## Instruction
Turn the lines of the material below into a Markdown table with the columns "Number" and "Line", starting with the line containing "the white baseboard" and going on through the last line of the material. Skip blank lines and leave out the pictures.

--- begin Records to process ---

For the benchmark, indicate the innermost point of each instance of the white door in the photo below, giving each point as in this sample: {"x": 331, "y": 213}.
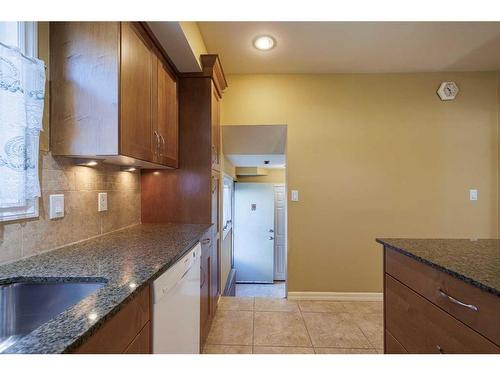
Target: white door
{"x": 253, "y": 232}
{"x": 279, "y": 232}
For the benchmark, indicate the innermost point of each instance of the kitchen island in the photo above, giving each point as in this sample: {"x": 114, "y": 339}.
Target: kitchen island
{"x": 125, "y": 261}
{"x": 441, "y": 295}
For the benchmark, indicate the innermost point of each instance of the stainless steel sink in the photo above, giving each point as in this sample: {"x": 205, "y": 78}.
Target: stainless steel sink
{"x": 26, "y": 305}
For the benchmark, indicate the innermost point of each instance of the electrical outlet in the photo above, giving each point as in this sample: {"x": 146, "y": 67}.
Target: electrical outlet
{"x": 473, "y": 194}
{"x": 56, "y": 206}
{"x": 102, "y": 199}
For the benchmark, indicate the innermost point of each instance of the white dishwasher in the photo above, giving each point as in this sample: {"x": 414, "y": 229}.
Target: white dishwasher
{"x": 176, "y": 307}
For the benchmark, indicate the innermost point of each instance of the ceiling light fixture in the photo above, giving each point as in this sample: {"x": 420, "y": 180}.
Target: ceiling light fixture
{"x": 264, "y": 42}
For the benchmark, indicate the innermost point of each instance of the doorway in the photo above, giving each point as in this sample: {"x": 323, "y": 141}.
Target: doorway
{"x": 260, "y": 239}
{"x": 256, "y": 156}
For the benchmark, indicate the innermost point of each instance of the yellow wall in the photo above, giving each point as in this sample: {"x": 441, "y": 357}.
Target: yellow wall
{"x": 273, "y": 176}
{"x": 375, "y": 155}
{"x": 194, "y": 38}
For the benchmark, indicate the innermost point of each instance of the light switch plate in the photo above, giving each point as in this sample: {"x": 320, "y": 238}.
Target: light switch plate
{"x": 473, "y": 194}
{"x": 56, "y": 206}
{"x": 102, "y": 202}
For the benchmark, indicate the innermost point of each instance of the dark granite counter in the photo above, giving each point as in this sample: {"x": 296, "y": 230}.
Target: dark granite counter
{"x": 476, "y": 262}
{"x": 127, "y": 259}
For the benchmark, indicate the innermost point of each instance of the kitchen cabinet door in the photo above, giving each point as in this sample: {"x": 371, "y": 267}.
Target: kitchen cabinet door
{"x": 167, "y": 116}
{"x": 136, "y": 132}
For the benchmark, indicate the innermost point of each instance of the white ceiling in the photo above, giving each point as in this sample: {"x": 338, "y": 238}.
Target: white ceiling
{"x": 356, "y": 47}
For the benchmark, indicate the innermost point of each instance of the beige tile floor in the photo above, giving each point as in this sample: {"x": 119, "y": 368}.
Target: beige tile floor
{"x": 245, "y": 325}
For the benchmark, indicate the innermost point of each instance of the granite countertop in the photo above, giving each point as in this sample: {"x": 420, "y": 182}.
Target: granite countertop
{"x": 476, "y": 262}
{"x": 128, "y": 259}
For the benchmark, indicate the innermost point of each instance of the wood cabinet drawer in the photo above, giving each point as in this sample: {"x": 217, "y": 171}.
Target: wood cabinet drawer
{"x": 392, "y": 346}
{"x": 421, "y": 327}
{"x": 115, "y": 335}
{"x": 435, "y": 285}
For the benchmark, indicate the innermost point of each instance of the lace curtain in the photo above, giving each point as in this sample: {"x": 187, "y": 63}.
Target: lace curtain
{"x": 22, "y": 91}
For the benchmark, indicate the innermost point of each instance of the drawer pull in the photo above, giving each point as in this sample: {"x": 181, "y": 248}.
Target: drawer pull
{"x": 456, "y": 301}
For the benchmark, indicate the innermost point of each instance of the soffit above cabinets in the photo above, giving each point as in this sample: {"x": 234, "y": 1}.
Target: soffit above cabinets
{"x": 173, "y": 40}
{"x": 355, "y": 47}
{"x": 254, "y": 139}
{"x": 257, "y": 161}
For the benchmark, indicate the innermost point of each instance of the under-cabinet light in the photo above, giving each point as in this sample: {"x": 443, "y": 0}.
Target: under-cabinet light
{"x": 128, "y": 169}
{"x": 86, "y": 162}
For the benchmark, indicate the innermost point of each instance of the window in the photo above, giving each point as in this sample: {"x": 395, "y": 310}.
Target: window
{"x": 22, "y": 91}
{"x": 227, "y": 204}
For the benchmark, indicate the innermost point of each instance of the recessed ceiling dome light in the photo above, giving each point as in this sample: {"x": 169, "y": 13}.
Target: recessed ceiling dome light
{"x": 264, "y": 43}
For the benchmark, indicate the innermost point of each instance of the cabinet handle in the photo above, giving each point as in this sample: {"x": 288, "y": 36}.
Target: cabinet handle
{"x": 163, "y": 143}
{"x": 202, "y": 277}
{"x": 157, "y": 142}
{"x": 457, "y": 302}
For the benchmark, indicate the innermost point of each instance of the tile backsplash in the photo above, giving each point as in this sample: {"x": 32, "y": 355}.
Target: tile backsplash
{"x": 80, "y": 186}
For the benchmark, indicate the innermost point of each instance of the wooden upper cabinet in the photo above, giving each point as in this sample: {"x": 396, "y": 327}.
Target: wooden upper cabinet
{"x": 113, "y": 95}
{"x": 136, "y": 137}
{"x": 167, "y": 115}
{"x": 215, "y": 129}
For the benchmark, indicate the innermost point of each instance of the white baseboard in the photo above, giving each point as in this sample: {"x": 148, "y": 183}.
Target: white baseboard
{"x": 336, "y": 296}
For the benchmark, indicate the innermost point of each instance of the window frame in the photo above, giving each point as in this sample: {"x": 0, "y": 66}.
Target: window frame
{"x": 27, "y": 39}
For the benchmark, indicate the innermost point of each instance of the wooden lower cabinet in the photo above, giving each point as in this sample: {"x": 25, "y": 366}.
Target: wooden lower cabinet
{"x": 142, "y": 342}
{"x": 418, "y": 320}
{"x": 392, "y": 345}
{"x": 129, "y": 331}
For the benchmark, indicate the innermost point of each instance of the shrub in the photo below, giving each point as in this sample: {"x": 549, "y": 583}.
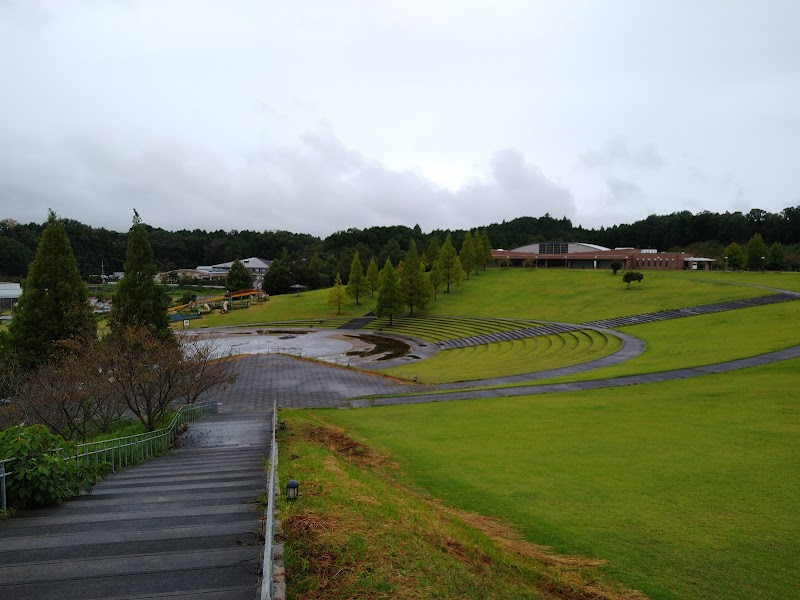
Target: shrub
{"x": 45, "y": 471}
{"x": 630, "y": 276}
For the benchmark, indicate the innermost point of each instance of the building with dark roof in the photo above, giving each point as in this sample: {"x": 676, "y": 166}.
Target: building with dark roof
{"x": 577, "y": 255}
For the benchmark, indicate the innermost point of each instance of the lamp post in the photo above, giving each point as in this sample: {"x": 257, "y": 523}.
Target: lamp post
{"x": 292, "y": 490}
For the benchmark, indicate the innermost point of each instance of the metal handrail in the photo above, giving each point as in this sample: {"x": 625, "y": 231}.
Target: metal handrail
{"x": 132, "y": 448}
{"x": 3, "y": 475}
{"x": 122, "y": 451}
{"x": 268, "y": 573}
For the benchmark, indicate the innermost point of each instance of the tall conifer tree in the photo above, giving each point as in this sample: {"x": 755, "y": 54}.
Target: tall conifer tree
{"x": 373, "y": 276}
{"x": 54, "y": 305}
{"x": 356, "y": 282}
{"x": 448, "y": 257}
{"x": 412, "y": 280}
{"x": 139, "y": 300}
{"x": 390, "y": 296}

--- end Records to process ---

## Finished task
| Number | Line |
|---|---|
| 1 | For the benchmark, indicate the innermost point of each instance of the white baseboard in the photo above, giving each point as in this sample: {"x": 148, "y": 183}. |
| 2 | Target: white baseboard |
| 3 | {"x": 336, "y": 296} |
| 4 | For the benchmark, indicate the innermost point of each instance of the window frame in the photo above, giving each point as in this sample: {"x": 0, "y": 66}. |
| 5 | Target: window frame |
| 6 | {"x": 27, "y": 39} |
| 7 | For the benchmark, indicate the innermost point of each instance of the wooden lower cabinet in the photo above, giving each point as in this sample: {"x": 25, "y": 366}. |
| 8 | Target: wooden lower cabinet |
| 9 | {"x": 142, "y": 342} |
| 10 | {"x": 418, "y": 320} |
| 11 | {"x": 392, "y": 345} |
| 12 | {"x": 129, "y": 331} |
| 13 | For the benchmark, indicate the innermost point of each instance of the shrub in the photo below, giving each point as in this sample: {"x": 549, "y": 583}. |
| 14 | Target: shrub |
| 15 | {"x": 45, "y": 471} |
| 16 | {"x": 630, "y": 276} |
| 17 | For the benchmark, indicate the innermost point of each instance of the building with dark roof in the photo above, giving each point as in this sample: {"x": 676, "y": 166}. |
| 18 | Target: building with dark roof |
| 19 | {"x": 577, "y": 255} |
| 20 | For the benchmark, indicate the innermost point of each instance of the lamp post in the photo above, giving each point as in this sample: {"x": 257, "y": 523}. |
| 21 | Target: lamp post |
| 22 | {"x": 292, "y": 490} |
| 23 | For the benchmark, indicate the innermost point of each instance of the metal handrail in the photo above, giving each point as in this sample: {"x": 625, "y": 231}. |
| 24 | Target: metal handrail |
| 25 | {"x": 132, "y": 448} |
| 26 | {"x": 3, "y": 475} |
| 27 | {"x": 122, "y": 451} |
| 28 | {"x": 268, "y": 573} |
| 29 | For the benchmark, indicate the innermost point of each instance of the tall conifer tree in the photo above, giving each point as in this sample: {"x": 755, "y": 54}. |
| 30 | Target: tall conifer tree |
| 31 | {"x": 373, "y": 276} |
| 32 | {"x": 54, "y": 305} |
| 33 | {"x": 356, "y": 282} |
| 34 | {"x": 448, "y": 257} |
| 35 | {"x": 412, "y": 280} |
| 36 | {"x": 139, "y": 300} |
| 37 | {"x": 390, "y": 296} |